_Short problem_. Report every line of the records below that contains the word "woman", copying each such line in full.

_Materials provided_.
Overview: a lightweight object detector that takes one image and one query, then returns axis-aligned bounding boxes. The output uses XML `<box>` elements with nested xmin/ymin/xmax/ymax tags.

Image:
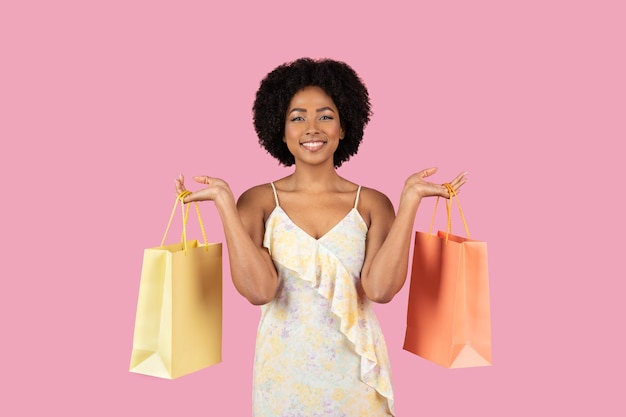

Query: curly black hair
<box><xmin>252</xmin><ymin>58</ymin><xmax>372</xmax><ymax>167</ymax></box>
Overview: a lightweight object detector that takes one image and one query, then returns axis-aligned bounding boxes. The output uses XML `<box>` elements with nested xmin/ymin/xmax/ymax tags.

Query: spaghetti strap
<box><xmin>270</xmin><ymin>182</ymin><xmax>280</xmax><ymax>206</ymax></box>
<box><xmin>354</xmin><ymin>185</ymin><xmax>361</xmax><ymax>208</ymax></box>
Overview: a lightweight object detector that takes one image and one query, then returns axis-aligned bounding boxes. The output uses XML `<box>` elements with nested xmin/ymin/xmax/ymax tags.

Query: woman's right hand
<box><xmin>176</xmin><ymin>174</ymin><xmax>233</xmax><ymax>203</ymax></box>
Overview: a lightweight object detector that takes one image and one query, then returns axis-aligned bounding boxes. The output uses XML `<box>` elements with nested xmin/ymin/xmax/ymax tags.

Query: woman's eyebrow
<box><xmin>287</xmin><ymin>106</ymin><xmax>335</xmax><ymax>114</ymax></box>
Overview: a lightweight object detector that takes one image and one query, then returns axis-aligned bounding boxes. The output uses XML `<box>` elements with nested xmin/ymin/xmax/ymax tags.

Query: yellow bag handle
<box><xmin>428</xmin><ymin>182</ymin><xmax>470</xmax><ymax>245</ymax></box>
<box><xmin>161</xmin><ymin>191</ymin><xmax>209</xmax><ymax>255</ymax></box>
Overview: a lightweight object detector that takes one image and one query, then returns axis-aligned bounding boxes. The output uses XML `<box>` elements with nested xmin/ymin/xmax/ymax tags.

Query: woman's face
<box><xmin>283</xmin><ymin>87</ymin><xmax>344</xmax><ymax>165</ymax></box>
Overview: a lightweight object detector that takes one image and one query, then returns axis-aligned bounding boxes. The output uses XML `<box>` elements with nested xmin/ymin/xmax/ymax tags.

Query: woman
<box><xmin>176</xmin><ymin>58</ymin><xmax>466</xmax><ymax>417</ymax></box>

_Task response_.
Query: woman's right hand
Query: woman's eyebrow
Query: woman's face
Query: woman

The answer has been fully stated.